- [Text passage]
No rich people benefit more. They rely on the rule of law in a nation state to protect their assets and provide a supply of goods and services. And they don't pay much for it (in percentage terms definitely).
Poor people cause much, much, much more work to law enforcement and the judicial system than rich people.
That too is benefitting rich people more than poor.
Rich people can hire private security. Poor people can't. In terms of raw numbers, law enforcement's job is to protect poor people from other poor people.
Yeah, because white collar crimes do not exist and do not cost billions of dolars. Sorry for being sarcastic but seriously...
You can easily be poor without a working government, being rich without a working police and judicial system is much harder.
> They rely on the rule of law in a nation state to protect their assets and provide a supply of goods and services. Which as a result let their companies prosper and that benefits the employees.

> And they don't pay much for it Not true

> (in percentage terms definitely). Why would it matter?

"Why would it matter?". There are many historical and current day examples of the problems in societies with very high wealth inequality.

I don't want to live in a dystopia with _untouchable_ hyper wealth individuals so I believe that governments should make it very hard to stay a billionaire and virtually impossible for people to inherit that level of generational wealth from their family.

I am very keen for levels of taxation (and the closing of all the loopholes) that would force billionaires to liquidate significant percentages of their assets to pay taxes as I think it will encourage them to work a bit harder. After all if they managed to become a billionaire once they must be very clever, right?

> I am very keen for levels of taxation (and the closing of all the loopholes) that would force billionaires to liquidate significant percentages of their assets to pay taxes as I think it will encourage them to work a bit harder. After all if they managed to become a billionaire once they must be very clever, right?

Even almost all their "assets" are stocks in the companies they created? Would the idea be that the founders of these companies should lose control over them?

They would only lose control if they were incompetent and it was just luck that put them in control in the first place.

The suggested wealth tax is 2%. I have no concerns that a billionaire capable of creating a multi billion dollar business would have any issues raising $20 million per year to sort out their tax bill.

Are there any billionaires you're worried about in particular?

Rich people benefit from all the poor people benefiting from public services. No Uber drivers without public roads.
Uber drivers are poor people.
"No Uber drivers to exploit", is what I meant to say.
No, governments are not piggy banks, you don't get out what you put in. People pay taxes for the general betterment of the country and everyone benefits from a stable country with a healthy population, which are things you can't really place a monetary value on.
"Everyone benefits from the public services Taxes fund, even the super wealthy."

That is somewhat debatable. Not all taxes go to universally popular public services. Special interest lobbies are strong everywhere, so you always end up funding a bunch of rent seekers.

This is the eternal problem of the public purse, not that different between modern democracies and eunuchs of the Ming dynasty: someone's else's money gets stolen a lot.

- [Given information]
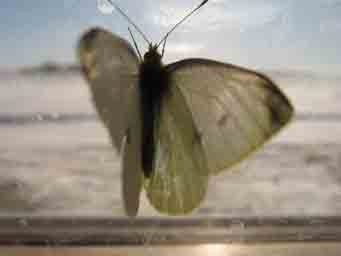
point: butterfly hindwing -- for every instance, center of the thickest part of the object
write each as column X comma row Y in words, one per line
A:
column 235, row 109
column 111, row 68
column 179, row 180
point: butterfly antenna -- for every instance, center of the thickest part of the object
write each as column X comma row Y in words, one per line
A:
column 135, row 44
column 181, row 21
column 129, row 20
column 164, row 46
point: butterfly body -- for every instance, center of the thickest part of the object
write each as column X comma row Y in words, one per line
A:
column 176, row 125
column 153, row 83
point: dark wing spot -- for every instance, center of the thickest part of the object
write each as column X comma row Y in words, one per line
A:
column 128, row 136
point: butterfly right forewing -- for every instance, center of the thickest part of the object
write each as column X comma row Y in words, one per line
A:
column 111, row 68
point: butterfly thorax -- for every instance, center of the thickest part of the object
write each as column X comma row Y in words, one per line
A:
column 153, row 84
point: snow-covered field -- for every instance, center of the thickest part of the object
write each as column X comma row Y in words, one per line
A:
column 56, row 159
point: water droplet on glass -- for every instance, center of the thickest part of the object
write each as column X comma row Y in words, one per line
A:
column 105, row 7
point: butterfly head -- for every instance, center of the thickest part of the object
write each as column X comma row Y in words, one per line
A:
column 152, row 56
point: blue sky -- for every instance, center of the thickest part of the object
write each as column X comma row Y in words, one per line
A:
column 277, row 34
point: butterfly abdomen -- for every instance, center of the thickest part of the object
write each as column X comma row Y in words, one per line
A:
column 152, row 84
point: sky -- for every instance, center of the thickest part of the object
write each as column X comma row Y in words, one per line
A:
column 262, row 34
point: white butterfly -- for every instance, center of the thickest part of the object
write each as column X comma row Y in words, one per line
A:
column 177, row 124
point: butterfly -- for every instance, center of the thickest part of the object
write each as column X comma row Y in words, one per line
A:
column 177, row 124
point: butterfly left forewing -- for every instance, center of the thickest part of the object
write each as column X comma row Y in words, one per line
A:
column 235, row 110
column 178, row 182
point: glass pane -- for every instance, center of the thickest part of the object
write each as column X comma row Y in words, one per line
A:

- [To be done]
(A) Answer these questions from the text about taxing the rich:
(i) What does the text say rich people can hire that poor people can't?
(ii) What rate is given for the suggested wealth tax?
(iii) Modern democracies are compared with whom in the final part?
(B) Continue the text about taxing the rich, starting after its last sentence.

- [Answers for the exercise]
(A)
(i) Private security.
(ii) 2%.
(iii) The eunuchs of the Ming dynasty.

(B)
I live in one of the most highly taxed countries on planet earth and what my taxes mostly do is go from my pocket to either an unsustainable pay-as-you-go defined benefit pensions regime that nobody wants to reform into a market based defined contribution regime since that would make apparent the underlying weakness of our economy or the money goes to structurally poor regions where it disappears forever because nobody wants to take hard measures to reform governance in those regions. sorry to break your bubble but high taxation is not inherently good or bad, depends wholly on the governance, and the governance tends to the bad
Please name the country? It makes the discussion impossible when you vaguely complain about something with no links or ability for anyone to respond.
Going by the username, Belgium?

Edit: note that many countries would fit the description; at least I know the Flemish are complaining their taxes burning up for nothing in Wallonia and Madrid/Barcelona complaining their taxes disappearing for nothing in Andalusia etc, West Germany in East Germany, but I guess every country has this issue at least at some level.

When I read their comment, I immediately thought of Spain. But they may have meant a different country.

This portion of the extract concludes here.